_DOCUMENT SECTION:_

>>>

And I had to mangle the sheet a lot to make it work. The shading got broke somewhere along the way, too. Fun times.
A Mongoose 2e design. The Arthur C Clarke-Class Advanced Research Ship is what a standard lab ship dreams of being when it grows up. It was built by MixCorp for its own internal use as part of Project Azure Skies, a blue sky research initiative where they hope to make breakthroughs undreamed of by those unwilling to wager vast sums of money. The Arthur C Clarke is literally a solution in search of a problem. Many problems, in fact, and it designed to solve them all.

The ship houses 108 of the best and brightest minds that Vincennes has ever produced. Each member has been chosen for their deep intellect and drive to push the boundaries of science forward. Then each of them has been augmented to increase their intellect and recall even further, their very nerves upgraded to increase their skills' effectiveness. There might be a few better suited for this work, but there aren't many. These people are where they were born to be.

The 25,000-Ton vessel is state of the art, but built in a retro style two 870-meter counter-rotating hamster cages for all the work. The engineering and other sections related to the ship, except for the bridge, are in the central hull. It carries a few vessels piggyback for various purposes: a 5,000-ton refueling drone ship (needs two trips), a pair of robotically-controlled 400-ton system defense boats for protection, five 500-ton robotically-controlled mining/refining/smelting ship to gather needed raw materials, five very fast 325-ton robotically-controlled cargo retrievers to get the raw materials back in a hurry while the miners remain doing their work, and a number of smaller craft.

<<<

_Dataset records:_
>>>

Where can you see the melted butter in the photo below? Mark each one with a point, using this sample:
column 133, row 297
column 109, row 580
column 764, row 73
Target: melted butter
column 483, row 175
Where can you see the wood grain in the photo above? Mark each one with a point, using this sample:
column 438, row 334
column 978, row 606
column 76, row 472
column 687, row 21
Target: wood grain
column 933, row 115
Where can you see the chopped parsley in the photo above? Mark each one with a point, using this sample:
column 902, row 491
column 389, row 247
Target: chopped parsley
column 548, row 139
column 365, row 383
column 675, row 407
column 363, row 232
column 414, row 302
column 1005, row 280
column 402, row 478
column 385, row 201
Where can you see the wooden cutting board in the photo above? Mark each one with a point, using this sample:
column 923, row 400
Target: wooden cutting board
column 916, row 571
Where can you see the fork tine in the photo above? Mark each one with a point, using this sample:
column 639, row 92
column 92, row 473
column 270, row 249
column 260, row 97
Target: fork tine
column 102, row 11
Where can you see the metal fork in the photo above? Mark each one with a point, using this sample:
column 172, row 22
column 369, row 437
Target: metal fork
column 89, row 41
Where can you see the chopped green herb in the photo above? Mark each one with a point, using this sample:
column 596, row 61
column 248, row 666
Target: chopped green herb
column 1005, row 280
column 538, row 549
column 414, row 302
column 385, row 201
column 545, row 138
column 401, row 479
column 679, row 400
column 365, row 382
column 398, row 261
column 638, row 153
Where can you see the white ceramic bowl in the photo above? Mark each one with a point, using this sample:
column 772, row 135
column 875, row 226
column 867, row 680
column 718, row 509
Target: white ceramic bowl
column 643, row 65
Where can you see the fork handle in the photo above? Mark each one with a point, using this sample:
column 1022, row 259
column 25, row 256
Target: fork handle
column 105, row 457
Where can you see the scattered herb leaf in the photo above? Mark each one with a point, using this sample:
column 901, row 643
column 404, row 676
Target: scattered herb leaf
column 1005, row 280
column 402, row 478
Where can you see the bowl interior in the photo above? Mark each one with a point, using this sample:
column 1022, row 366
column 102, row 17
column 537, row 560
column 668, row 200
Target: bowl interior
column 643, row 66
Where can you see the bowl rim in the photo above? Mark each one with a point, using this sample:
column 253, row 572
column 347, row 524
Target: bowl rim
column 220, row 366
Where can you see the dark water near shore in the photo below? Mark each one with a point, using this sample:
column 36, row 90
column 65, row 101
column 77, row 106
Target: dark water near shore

<<<

_REQUIRED WORK:_
**1)** Condense the paragraph of the ship description beginning "The ship houses 108" into a short bulleted list that keeps its main facts.
**2)** Reproduce the stretch of the ship description from "And I had to" through "solve them all." word for word.

_RESPONSES BY TASK:_
**1)**
- The ship carries 108 of the best and brightest minds Vincennes has ever produced.
- Each was chosen for deep intellect and the drive to push science forward.
- Each has been augmented to further increase intellect and recall, with nerves upgraded to make their skills more effective.
- Few people would be better suited to this work.

**2)**
And I had to mangle the sheet a lot to make it work. The shading got broke somewhere along the way, too. Fun times.
A Mongoose 2e design. The Arthur C Clarke-Class Advanced Research Ship is what a standard lab ship dreams of being when it grows up. It was built by MixCorp for its own internal use as part of Project Azure Skies, a blue sky research initiative where they hope to make breakthroughs undreamed of by those unwilling to wager vast sums of money. The Arthur C Clarke is literally a solution in search of a problem. Many problems, in fact, and it designed to solve them all.